*** Passage shown Section Begins ***
Hemicule provides a unified API interface to 20+ language models including OpenAI GPT-4, Anthropic Claude, Google Gemini, and open-source models. Our gateway adds intelligent routing, semantic caching, and full observability without changing your existing code.
https://api.hemicule.com/v1 and use your Hemicule API key.
Get your first API call working in under 5 minutes.
Sign up and copy your API key from the dashboard.
pip install openai
from openai import OpenAI
client = OpenAI(
base_url="https://api.hemicule.com/v1",
api_key="your-api-key"
)
response = client.chat.completions.create(
model="auto", # 'auto' enables intelligent routing
messages=[
{"role": "system", "content": "You are a helpful assistant."},
{"role": "user", "content": "What is an API gateway?"}
]
)
print(response.choices[0].message.content)
All API requests require authentication using an API key. Include your API key in the Authorization header.
Authorization: Bearer your-api-key-here
The chat completions endpoint generates responses from language models based on a conversation history.
*** Passage shown Section Ends ***
*** Given material Section Begins ***
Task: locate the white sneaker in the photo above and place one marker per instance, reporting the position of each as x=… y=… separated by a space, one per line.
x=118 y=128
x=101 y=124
*** Given material Section Ends ***
Goal of the exercise – Retype, character for character, the part of the Hemicule API page above that opens with the words containing "print(response.choices[0].message.content)" and closes with "a conversation history.".

Exercise result –
print(response.choices[0].message.content)
All API requests require authentication using an API key. Include your API key in the Authorization header.
Authorization: Bearer your-api-key-here
The chat completions endpoint generates responses from language models based on a conversation history.